Materials provided

※ ※ ※

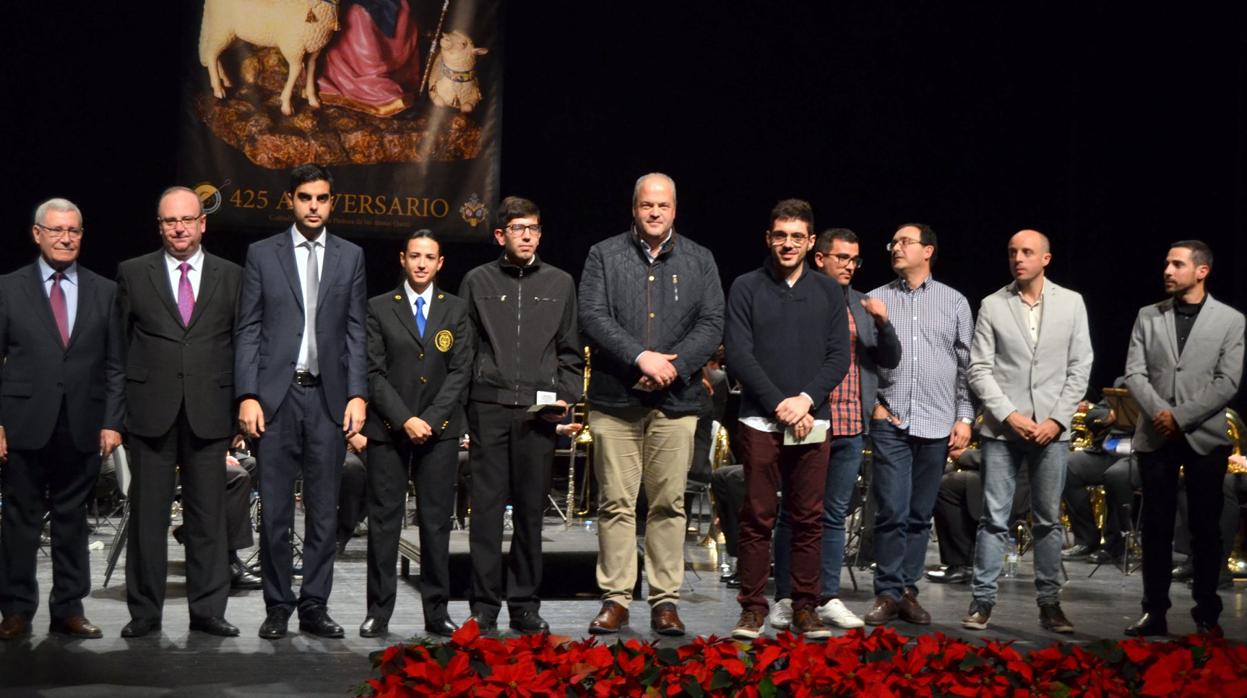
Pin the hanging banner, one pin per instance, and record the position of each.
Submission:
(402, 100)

※ ※ ※

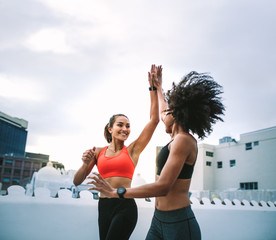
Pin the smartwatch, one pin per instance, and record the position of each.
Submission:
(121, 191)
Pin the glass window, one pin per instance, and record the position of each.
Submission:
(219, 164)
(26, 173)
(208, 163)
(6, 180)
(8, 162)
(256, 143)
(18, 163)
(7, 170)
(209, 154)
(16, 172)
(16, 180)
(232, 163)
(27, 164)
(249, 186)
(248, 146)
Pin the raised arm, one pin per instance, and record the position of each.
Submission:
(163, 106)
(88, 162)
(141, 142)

※ ※ ※

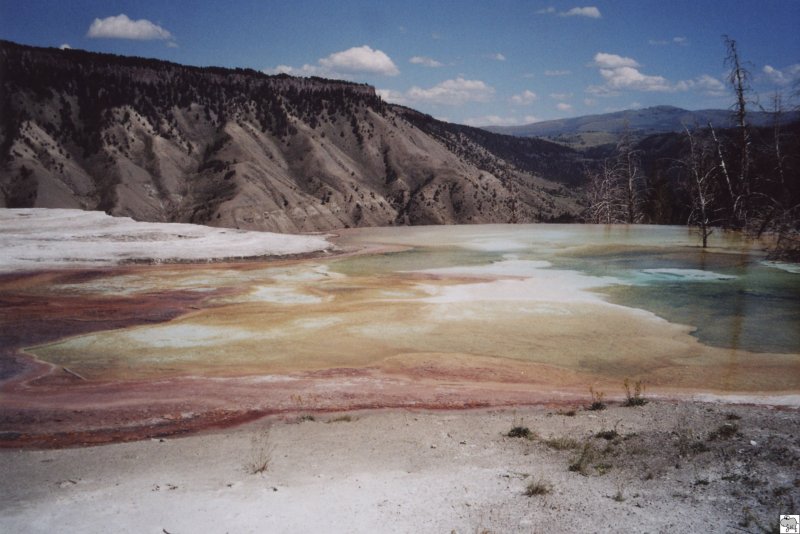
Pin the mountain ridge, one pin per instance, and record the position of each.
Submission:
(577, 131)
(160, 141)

※ ※ ※

Please find every line in the rows above that contains the word "record" and copy each of those lines in full. Case counts.

Final answer
Pin the hanging banner, one pin per instance, and record the position of each.
Pin the smartwatch, one pin per instance, and record the position of each.
Pin the glass window, one pin per instance, and record the position of each.
Pin the raised arm, one pin per instance, and record the position of each.
Pin the mountain ridge, one pin per instance, and record the position of each.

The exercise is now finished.